Text passage ::
....................

Creating a Hindi ASR


This project was completed as part of Google Summer of Code 2019 under the mentorship of RedHen Lab. I’d like to thank Prof Dr TM Thasleema, Central University Kerala and Karan Singla, PhD graduate student at USC Viterbi school of Engineering mentors of this project for their extended and comprehensive support without which this project wouldn’t have been completed. Also absolutely indebted to Prof Mark Turner, Case Western Reserve University, and Prof Francis Steen UCLA, for exceptional and quick support from the community side.

The scope of this project is to build a Hindi Speech Recognition Engine to transcribe news. However the lack of adequate datasets made this a really challenging task to complete. Hence this project is completed with a pre-recorded 150 sentences in Hindi spoken by 6 speakers.

....................

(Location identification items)
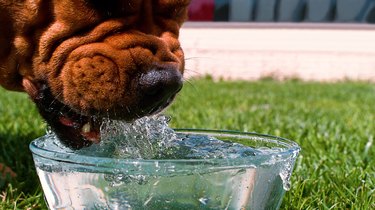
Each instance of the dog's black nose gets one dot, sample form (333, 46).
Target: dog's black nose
(158, 86)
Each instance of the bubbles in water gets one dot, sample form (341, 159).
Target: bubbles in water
(152, 138)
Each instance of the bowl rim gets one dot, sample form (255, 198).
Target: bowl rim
(291, 151)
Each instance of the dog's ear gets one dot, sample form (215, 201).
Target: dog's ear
(20, 24)
(9, 77)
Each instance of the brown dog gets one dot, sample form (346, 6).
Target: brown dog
(84, 60)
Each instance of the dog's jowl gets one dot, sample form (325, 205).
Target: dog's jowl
(83, 60)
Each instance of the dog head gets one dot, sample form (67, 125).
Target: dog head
(83, 60)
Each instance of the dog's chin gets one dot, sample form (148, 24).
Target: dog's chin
(77, 130)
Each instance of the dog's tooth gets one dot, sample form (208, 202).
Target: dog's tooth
(86, 128)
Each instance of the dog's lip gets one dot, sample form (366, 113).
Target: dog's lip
(89, 127)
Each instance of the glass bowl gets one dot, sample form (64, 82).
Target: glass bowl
(74, 181)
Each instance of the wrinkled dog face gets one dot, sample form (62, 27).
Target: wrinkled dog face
(119, 59)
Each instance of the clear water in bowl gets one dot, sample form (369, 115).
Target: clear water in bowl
(190, 169)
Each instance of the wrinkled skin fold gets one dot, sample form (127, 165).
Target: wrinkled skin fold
(83, 60)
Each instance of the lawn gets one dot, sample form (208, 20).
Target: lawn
(332, 122)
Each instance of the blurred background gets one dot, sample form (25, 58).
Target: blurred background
(324, 40)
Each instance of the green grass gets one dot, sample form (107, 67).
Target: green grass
(333, 123)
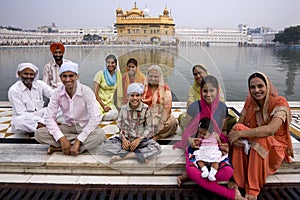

....................

Problems to solve ::
A) List every person named in the Hindi ASR write-up.
B) Answer these from the Hindi ASR write-up:
(i) Under which program and year was the project completed?
(ii) With which university is Prof Mark Turner listed?
(iii) How many speakers recorded the Hindi sentences?
C) Write the next part of the Hindi ASR write-up.
The items were drawn from a separate source.

Responses ::
A)
Prof Dr TM Thasleema
Karan Singla
Prof Mark Turner
Prof Francis Steen

B)
(i) Google Summer of Code 2019
(ii) Case Western Reserve University
(iii) 6

C)
Languages & Frameworks

This project was completely developed in the Kaldi Toolkit, and was run, tested and deployed in a Linux Ubuntu variant OS. The languages used include :

  • Shell

  • C

  • Perl

  • Python

  • Cpp

Timeline
  • Week 1 : The first week was spent on setting up the workspace in Red Hen Gallina space. This was done in accordance with the Red Hen guidelines (here)[http://www.redhenlab.org/home/tutorials-and-educational-resources/using-singularity-to-create-portable-applications]. The Singularity image was setup, followed by installation of Kaldi then the datasets were downloaded and formatted according to its structure.

  • Week 2 - 3 : Spent on pre-processing the English Datasets. Around approx 3000 hours of data was pre-processed and cleaned and made into a unified structure. Followed by feature extraction, initial HMM - GMM training.

  • Week 4 - 5 : DNN training was completed in this stage. This was trained on a Google Cloud machine with 8 GPUs and has to re-iterate various stages for correction and accuracy improvements.

  • Week 6 : Focused mainly on obtaining datasets for Hindi from LDC-IL at CIIL.

  • Week 7 : Focused mainly on building the Hindi ASR project with pre recorded 200 utterances spoken by 6 different speakers.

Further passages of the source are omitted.